Work to be completed:
Give back all of the data unchanged. Keep every word as it is.

Provided information:
══════════════════════════════
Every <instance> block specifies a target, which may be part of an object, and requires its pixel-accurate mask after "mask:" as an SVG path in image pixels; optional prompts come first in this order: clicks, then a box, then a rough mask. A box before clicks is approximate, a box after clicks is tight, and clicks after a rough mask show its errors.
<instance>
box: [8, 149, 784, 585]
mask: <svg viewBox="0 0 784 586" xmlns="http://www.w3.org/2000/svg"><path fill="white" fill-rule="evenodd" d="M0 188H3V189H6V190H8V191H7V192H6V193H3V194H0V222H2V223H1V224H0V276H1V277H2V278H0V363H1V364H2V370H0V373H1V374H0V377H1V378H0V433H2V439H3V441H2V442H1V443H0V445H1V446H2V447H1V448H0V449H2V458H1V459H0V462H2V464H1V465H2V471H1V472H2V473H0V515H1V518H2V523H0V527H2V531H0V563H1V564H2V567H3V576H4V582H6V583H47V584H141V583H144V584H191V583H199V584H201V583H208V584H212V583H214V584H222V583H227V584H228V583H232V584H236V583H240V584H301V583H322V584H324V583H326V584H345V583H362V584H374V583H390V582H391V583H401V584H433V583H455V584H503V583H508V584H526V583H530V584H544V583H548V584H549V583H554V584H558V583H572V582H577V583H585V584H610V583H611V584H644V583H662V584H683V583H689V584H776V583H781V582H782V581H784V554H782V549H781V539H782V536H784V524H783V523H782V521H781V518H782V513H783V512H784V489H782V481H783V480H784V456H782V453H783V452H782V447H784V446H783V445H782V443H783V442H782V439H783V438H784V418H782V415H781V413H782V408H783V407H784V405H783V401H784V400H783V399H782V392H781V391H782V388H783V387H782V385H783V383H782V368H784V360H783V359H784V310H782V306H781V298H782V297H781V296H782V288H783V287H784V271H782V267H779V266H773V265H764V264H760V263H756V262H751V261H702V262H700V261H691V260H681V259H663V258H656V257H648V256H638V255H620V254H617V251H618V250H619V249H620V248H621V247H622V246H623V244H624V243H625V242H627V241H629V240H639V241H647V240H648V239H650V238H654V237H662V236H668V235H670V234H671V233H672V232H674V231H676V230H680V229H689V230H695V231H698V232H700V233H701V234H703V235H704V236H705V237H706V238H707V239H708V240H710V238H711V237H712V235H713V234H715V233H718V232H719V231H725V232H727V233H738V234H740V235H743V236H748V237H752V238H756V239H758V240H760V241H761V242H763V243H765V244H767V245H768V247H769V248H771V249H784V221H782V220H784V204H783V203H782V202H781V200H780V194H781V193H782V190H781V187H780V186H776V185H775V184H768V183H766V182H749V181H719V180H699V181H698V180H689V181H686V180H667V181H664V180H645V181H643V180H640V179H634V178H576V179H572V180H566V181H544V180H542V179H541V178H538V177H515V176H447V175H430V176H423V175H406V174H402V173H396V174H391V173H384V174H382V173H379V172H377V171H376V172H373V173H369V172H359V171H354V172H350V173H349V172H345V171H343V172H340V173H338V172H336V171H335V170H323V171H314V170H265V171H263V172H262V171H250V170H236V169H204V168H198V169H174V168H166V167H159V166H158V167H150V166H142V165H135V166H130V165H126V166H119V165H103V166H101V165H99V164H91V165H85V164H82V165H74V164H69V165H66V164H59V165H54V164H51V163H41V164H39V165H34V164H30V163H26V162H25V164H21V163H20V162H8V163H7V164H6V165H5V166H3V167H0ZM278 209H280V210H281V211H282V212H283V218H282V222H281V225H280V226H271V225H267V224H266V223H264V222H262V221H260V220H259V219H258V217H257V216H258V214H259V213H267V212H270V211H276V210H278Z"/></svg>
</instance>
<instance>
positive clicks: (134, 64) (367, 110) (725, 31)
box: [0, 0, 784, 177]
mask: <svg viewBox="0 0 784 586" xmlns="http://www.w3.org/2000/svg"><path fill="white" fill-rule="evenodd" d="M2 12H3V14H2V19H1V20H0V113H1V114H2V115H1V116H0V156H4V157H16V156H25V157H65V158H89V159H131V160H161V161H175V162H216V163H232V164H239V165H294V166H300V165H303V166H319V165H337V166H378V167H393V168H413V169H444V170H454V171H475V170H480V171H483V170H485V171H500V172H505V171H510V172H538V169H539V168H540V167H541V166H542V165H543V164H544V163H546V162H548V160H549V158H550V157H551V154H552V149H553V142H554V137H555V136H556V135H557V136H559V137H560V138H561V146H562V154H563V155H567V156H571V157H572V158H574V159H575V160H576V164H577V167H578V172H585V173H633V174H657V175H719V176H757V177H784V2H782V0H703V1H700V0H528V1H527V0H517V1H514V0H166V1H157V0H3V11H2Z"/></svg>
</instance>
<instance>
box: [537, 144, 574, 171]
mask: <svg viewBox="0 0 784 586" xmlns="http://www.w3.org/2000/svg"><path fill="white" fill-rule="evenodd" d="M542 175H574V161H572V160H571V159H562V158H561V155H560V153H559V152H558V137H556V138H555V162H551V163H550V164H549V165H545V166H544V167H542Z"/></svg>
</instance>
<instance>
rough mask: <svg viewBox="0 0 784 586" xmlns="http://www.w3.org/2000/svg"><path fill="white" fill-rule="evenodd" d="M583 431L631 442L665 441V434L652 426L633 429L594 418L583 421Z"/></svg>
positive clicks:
══════════════════════════════
Completed task:
Every <instance> block specifies a target, which may be part of an object, and requires its pixel-accurate mask after "mask:" as an SVG path in image pixels; optional prompts come first in this order: clicks, then a box, then a rough mask. A box before clicks is approximate, a box after clicks is tight, and clicks after a rough mask show its errors.
<instance>
box: [8, 149, 784, 585]
mask: <svg viewBox="0 0 784 586" xmlns="http://www.w3.org/2000/svg"><path fill="white" fill-rule="evenodd" d="M0 188H3V189H6V190H8V191H7V192H6V193H3V194H0V222H2V223H1V224H0V276H1V277H2V278H0V363H1V364H2V370H0V373H1V374H0V377H1V378H0V433H2V439H3V441H2V442H1V443H0V445H1V446H2V447H1V448H0V449H2V458H1V459H0V462H2V464H1V465H2V471H1V472H2V473H0V515H1V518H2V523H0V527H2V531H0V563H1V564H2V567H3V576H4V582H6V583H47V584H141V583H144V584H191V583H199V584H201V583H208V584H212V583H214V584H222V583H227V584H228V583H232V584H236V583H240V584H301V583H322V584H324V583H326V584H345V583H362V584H374V583H390V582H391V583H401V584H433V583H455V584H503V583H508V584H526V583H530V584H544V583H548V584H549V583H554V584H558V583H572V582H577V583H585V584H610V583H611V584H644V583H662V584H683V583H689V584H776V583H781V582H782V581H784V554H782V549H781V539H782V536H784V524H783V523H782V521H781V518H782V513H783V512H784V489H782V481H783V480H784V456H782V453H783V452H782V447H784V446H783V445H782V443H783V442H782V439H783V438H784V418H782V415H781V413H782V408H783V407H784V405H783V401H784V400H783V399H782V392H781V391H782V388H783V387H782V385H783V383H782V368H784V360H783V359H784V310H782V306H781V298H782V297H781V296H782V288H783V287H784V271H782V267H779V266H773V265H764V264H760V263H756V262H751V261H702V262H700V261H691V260H681V259H663V258H656V257H648V256H638V255H620V254H617V251H618V250H619V249H620V248H621V247H622V246H623V244H624V243H625V242H627V241H629V240H639V241H647V240H648V239H650V238H654V237H662V236H668V235H670V234H671V233H672V232H674V231H676V230H680V229H689V230H695V231H698V232H700V233H701V234H703V235H704V236H705V237H706V238H707V239H708V240H710V238H711V237H712V235H713V234H715V233H718V232H719V231H725V232H727V233H738V234H740V235H743V236H748V237H752V238H756V239H758V240H760V241H761V242H763V243H765V244H767V245H768V247H769V248H771V249H784V221H782V220H784V204H783V203H782V202H781V200H780V194H781V193H782V190H781V187H780V186H776V185H775V184H768V183H766V182H749V181H719V180H699V181H698V180H689V181H686V180H667V181H664V180H645V181H643V180H640V179H634V178H576V179H572V180H566V181H544V180H542V179H541V178H538V177H515V176H447V175H430V176H423V175H406V174H402V173H396V174H391V173H384V174H382V173H379V172H377V171H376V172H373V173H369V172H359V171H354V172H350V173H349V172H345V171H343V172H340V173H338V172H336V171H335V170H323V171H314V170H265V171H263V172H262V171H250V170H236V169H204V168H198V169H174V168H166V167H159V166H158V167H150V166H142V165H135V166H130V165H126V166H119V165H103V166H101V165H99V164H91V165H85V164H82V165H74V164H69V165H66V164H59V165H54V164H51V163H41V164H39V165H34V164H30V163H26V162H25V164H21V163H20V162H8V163H7V164H6V165H5V166H3V167H0ZM278 209H280V210H281V211H282V212H283V218H282V222H281V225H280V226H271V225H267V224H266V223H264V222H262V221H260V220H259V219H258V217H257V216H258V214H259V213H267V212H270V211H276V210H278Z"/></svg>
</instance>
<instance>
positive clicks: (134, 64) (367, 110) (725, 31)
box: [0, 0, 784, 177]
mask: <svg viewBox="0 0 784 586" xmlns="http://www.w3.org/2000/svg"><path fill="white" fill-rule="evenodd" d="M2 12H3V14H2V19H1V20H0V113H1V114H2V115H1V116H0V156H4V157H16V156H25V157H65V158H89V159H131V160H161V161H175V162H216V163H232V164H239V165H294V166H300V165H303V166H319V165H337V166H378V167H393V168H413V169H444V170H454V171H475V170H480V171H483V170H485V171H500V172H505V171H510V172H538V169H539V168H540V167H541V166H542V165H543V164H544V163H546V162H548V160H549V158H550V157H551V154H552V149H553V142H554V137H555V136H556V135H557V136H559V137H560V138H561V146H562V154H563V155H567V156H571V157H572V158H574V159H575V160H576V164H577V167H578V172H585V173H633V174H657V175H719V176H757V177H784V2H782V0H703V1H700V0H528V1H527V0H517V1H514V0H166V1H157V0H3V11H2Z"/></svg>
</instance>
<instance>
box: [537, 144, 574, 171]
mask: <svg viewBox="0 0 784 586" xmlns="http://www.w3.org/2000/svg"><path fill="white" fill-rule="evenodd" d="M542 175H574V161H572V160H571V159H562V158H561V155H560V153H559V152H558V137H556V138H555V162H551V163H550V164H549V165H545V166H544V167H542Z"/></svg>
</instance>
<instance>
rough mask: <svg viewBox="0 0 784 586" xmlns="http://www.w3.org/2000/svg"><path fill="white" fill-rule="evenodd" d="M583 431L631 442L665 441V434L652 426L633 429L594 418L583 421Z"/></svg>
positive clicks:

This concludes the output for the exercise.